## TASK TO CARRY OUT:
Arrange the entries in the stretch from the line containing "draw the outline of the <item>dry" through the line containing "715 344 L 704" as a two-column CSV with the header columns "instruction" and "answer", one row per entry. Put each field in double quotes and replace any line breaks with spaces.

[Records]
----------------------------------------
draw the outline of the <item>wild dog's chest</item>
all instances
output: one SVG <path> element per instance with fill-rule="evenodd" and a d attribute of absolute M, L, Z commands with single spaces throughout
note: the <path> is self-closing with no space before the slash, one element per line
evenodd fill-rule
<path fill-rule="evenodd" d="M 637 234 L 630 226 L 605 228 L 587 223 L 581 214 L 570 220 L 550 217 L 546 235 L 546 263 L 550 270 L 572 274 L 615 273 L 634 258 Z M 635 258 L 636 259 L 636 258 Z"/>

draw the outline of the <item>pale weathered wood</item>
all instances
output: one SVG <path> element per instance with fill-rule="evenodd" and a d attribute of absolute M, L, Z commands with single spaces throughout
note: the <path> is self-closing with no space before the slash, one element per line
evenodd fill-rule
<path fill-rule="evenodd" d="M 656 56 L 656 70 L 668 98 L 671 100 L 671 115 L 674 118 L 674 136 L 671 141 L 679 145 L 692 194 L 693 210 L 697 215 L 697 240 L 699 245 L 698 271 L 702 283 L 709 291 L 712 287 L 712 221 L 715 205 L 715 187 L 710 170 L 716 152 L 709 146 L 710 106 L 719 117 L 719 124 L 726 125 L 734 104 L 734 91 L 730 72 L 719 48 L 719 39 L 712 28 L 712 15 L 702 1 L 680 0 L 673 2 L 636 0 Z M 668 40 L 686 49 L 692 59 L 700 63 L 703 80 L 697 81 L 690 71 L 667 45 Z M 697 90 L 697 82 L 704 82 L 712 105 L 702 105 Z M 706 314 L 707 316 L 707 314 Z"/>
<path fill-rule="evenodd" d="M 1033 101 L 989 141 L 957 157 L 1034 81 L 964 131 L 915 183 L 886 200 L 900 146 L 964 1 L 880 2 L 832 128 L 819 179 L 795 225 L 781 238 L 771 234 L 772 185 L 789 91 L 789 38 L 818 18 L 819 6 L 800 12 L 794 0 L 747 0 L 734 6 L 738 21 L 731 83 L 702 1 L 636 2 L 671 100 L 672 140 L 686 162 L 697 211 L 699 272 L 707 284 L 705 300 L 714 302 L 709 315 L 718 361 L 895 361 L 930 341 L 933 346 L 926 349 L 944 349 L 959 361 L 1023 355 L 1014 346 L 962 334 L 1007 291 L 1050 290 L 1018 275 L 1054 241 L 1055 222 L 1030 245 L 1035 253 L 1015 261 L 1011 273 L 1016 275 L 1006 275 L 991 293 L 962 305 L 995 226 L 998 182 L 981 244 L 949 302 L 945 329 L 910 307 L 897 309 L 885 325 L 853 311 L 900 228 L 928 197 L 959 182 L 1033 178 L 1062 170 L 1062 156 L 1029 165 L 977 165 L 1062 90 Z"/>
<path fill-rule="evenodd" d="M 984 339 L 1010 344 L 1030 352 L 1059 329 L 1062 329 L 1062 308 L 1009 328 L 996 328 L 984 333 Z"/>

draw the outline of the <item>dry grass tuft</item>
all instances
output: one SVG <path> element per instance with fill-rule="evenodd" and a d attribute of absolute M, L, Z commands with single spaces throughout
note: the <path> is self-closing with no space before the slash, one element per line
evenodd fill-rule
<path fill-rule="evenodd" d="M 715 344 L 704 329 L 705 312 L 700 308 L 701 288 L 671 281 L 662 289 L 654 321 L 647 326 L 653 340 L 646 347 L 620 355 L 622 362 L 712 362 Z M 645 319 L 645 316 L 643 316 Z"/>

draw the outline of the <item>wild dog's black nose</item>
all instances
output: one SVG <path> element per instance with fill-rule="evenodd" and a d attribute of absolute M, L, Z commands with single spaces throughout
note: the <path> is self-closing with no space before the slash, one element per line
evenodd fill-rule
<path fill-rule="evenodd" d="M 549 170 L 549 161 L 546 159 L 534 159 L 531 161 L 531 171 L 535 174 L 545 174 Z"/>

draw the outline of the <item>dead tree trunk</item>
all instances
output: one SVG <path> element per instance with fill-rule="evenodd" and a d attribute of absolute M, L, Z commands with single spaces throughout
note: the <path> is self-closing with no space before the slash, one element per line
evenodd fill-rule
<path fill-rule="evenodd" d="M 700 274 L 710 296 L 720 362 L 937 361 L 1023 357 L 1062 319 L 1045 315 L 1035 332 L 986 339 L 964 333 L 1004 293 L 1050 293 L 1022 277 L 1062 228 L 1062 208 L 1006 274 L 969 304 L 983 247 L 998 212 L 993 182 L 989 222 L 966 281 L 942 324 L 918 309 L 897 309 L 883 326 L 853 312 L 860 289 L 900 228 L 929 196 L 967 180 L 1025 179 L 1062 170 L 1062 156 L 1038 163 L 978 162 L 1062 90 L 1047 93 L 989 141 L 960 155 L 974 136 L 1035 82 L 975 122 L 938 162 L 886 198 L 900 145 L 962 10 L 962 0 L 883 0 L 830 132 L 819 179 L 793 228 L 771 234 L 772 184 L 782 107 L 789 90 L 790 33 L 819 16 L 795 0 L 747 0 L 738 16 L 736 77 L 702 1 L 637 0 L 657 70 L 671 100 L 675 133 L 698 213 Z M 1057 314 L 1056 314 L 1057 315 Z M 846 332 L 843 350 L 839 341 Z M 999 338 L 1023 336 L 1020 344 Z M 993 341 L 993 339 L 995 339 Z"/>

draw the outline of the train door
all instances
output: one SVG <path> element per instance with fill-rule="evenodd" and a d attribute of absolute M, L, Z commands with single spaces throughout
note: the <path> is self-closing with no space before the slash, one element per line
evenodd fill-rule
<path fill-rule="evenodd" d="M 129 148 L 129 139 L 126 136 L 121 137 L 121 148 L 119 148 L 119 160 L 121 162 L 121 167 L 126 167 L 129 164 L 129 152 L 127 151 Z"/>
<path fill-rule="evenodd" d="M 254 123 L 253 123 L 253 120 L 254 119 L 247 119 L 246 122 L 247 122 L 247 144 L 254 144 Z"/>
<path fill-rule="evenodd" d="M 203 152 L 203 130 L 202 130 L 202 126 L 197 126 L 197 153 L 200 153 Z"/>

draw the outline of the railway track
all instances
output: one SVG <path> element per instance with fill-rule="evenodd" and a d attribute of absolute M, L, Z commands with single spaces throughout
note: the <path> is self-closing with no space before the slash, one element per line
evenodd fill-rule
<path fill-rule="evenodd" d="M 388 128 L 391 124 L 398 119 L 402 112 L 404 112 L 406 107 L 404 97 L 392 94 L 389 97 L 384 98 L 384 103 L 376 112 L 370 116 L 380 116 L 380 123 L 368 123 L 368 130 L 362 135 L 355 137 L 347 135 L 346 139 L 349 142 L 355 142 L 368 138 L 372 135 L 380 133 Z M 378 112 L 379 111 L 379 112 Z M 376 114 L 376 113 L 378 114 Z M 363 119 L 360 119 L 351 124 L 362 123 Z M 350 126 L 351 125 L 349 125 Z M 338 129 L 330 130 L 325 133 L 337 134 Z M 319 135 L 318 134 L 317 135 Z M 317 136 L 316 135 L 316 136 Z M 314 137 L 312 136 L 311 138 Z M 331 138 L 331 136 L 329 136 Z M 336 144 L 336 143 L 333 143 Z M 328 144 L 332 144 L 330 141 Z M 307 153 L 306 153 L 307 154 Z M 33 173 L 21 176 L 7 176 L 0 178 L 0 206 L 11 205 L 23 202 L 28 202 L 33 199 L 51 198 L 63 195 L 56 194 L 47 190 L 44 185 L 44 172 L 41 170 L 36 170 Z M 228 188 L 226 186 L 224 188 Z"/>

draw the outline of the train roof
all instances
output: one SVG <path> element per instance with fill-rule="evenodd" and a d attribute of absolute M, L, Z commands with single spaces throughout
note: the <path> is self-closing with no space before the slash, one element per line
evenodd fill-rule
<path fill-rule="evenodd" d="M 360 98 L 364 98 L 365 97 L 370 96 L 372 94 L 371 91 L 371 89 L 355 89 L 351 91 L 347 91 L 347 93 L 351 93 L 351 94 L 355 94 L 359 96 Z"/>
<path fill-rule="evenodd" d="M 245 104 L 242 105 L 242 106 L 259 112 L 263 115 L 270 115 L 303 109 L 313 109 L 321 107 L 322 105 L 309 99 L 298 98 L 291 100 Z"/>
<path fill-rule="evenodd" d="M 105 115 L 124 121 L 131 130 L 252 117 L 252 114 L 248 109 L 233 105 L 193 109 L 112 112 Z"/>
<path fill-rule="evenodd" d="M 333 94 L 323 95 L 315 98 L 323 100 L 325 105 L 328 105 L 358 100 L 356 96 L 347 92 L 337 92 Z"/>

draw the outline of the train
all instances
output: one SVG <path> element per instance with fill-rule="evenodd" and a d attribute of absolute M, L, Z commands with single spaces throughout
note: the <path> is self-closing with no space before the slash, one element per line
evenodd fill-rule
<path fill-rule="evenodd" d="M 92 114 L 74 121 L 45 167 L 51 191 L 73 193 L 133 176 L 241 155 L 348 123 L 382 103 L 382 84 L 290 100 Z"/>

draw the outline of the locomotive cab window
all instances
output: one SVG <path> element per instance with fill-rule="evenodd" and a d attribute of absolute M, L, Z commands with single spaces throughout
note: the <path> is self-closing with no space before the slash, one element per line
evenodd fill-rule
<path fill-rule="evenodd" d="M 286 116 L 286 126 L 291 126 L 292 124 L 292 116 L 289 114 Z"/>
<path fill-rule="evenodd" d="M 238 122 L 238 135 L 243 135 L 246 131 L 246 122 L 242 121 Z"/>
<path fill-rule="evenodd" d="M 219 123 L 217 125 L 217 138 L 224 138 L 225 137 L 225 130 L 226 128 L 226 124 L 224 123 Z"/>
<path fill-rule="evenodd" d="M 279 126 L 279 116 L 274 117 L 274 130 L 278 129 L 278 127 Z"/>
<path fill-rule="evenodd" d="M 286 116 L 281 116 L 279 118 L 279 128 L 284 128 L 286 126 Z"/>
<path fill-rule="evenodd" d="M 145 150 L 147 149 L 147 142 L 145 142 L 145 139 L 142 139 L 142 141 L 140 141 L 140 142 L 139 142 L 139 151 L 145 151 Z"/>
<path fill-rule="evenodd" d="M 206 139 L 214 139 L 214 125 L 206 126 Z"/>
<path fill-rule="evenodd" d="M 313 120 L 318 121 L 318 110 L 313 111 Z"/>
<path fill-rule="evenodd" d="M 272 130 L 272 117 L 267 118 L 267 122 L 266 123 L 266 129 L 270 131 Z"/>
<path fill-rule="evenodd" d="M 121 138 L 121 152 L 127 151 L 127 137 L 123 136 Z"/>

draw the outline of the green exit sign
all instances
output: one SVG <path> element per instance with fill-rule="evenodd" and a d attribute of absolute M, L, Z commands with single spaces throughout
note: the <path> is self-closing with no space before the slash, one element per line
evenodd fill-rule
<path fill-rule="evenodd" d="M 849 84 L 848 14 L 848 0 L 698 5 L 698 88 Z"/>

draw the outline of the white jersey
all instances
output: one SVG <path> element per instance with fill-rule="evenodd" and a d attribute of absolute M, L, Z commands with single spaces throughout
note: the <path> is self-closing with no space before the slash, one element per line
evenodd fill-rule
----------------------------------------
## SOLUTION TO THIS PROBLEM:
instruction,answer
"draw the outline of the <item>dry grass tuft</item> all instances output: one SVG <path> element per instance with fill-rule=""evenodd"" and a d attribute of absolute M, L, Z commands with single spaces throughout note: the <path> is self-closing with no space before the slash, one element per line evenodd fill-rule","<path fill-rule=""evenodd"" d=""M 715 344 L 704 329 L 705 312 L 700 308 L 701 288 L 671 281 L 662 289 L 654 321 L 647 326 L 653 340 L 646 347 L 620 355 L 622 362 L 712 362 Z M 645 319 L 645 316 L 643 316 Z""/>"